(ASSIGNMENT)
Each record should be written out exactly as given.

Saved entries:
======

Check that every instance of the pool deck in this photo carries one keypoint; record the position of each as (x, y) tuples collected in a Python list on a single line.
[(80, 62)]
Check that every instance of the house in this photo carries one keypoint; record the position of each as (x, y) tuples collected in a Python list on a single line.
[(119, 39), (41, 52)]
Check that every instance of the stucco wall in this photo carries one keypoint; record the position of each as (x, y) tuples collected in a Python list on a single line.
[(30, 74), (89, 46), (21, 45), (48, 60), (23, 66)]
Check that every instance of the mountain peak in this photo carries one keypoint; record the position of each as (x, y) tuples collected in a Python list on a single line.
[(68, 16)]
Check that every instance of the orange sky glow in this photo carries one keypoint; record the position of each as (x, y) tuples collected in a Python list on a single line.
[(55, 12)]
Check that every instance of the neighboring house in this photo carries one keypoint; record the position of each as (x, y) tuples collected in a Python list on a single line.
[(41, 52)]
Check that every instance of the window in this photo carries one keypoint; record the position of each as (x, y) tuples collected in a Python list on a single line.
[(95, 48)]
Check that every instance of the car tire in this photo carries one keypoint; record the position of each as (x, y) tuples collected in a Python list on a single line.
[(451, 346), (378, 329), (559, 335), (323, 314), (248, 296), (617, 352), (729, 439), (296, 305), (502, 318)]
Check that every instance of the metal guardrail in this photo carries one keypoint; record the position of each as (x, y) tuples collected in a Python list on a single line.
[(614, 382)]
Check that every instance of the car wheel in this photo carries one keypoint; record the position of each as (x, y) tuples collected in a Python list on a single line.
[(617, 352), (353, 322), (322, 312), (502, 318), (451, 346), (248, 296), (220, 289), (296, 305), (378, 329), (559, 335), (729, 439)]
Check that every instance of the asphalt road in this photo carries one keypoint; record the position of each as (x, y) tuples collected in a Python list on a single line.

======

(SOLUTION TO THIS TASK)
Check that every instance of the pool deck in this photo carries one keypoint; record the position of each as (x, y) tuples collected in a Python list on a single line.
[(80, 62)]
Check that every instance of the house in this photo carries one keypoint; record the position of each as (x, y) tuples collected in a Python list on a single line.
[(119, 39), (41, 52)]
Check that every instance of the stucco wall in this photo carries one keypoint; record the position of each as (x, y) tuples collected in a Python list on a single line.
[(30, 74), (89, 46), (21, 45), (48, 60), (23, 66)]
Check that every instance of the mountain peak in this photo carries one keypoint; record the position of each as (x, y) tuples collected in a Python list on a single line.
[(68, 16)]
Check that every instance of the orange sky glow in this photo carries one keypoint; record the position of each as (x, y) tuples collected in a Python list on a single line.
[(55, 12)]
Check that every instance of the neighboring house in this photo carries one keypoint; record the position of each as (x, y) tuples collected in a Python list on a single line.
[(41, 52)]
Check that every instance of the window in this photo carries one keypoint; record the position of each as (x, y) tuples collected in a Python list on a single line.
[(95, 48)]
Check that every instance of the car tire in this photo carries one keypoint; record the position of each as (x, y) tuples collected in a Python list on a single line.
[(451, 346), (378, 329), (559, 335), (323, 314), (248, 296), (617, 352), (729, 439), (296, 305), (502, 318)]
Check that every instance of the metal guardrail in this photo carries one keypoint; record the position of each as (x, y) tuples collected in a Python list on a single line.
[(614, 382)]
Check that every instance of the car wheel in this photo carries one keypoint; record the position of each as (x, y) tuples collected in a Python list on a single line.
[(617, 352), (353, 322), (322, 312), (502, 318), (451, 346), (248, 296), (220, 289), (296, 305), (378, 329), (559, 335), (729, 439)]
Check that every instance of the asphalt road in this photo carries one keypoint; record the position of each as (x, y) tuples collected in a Python list on a single line.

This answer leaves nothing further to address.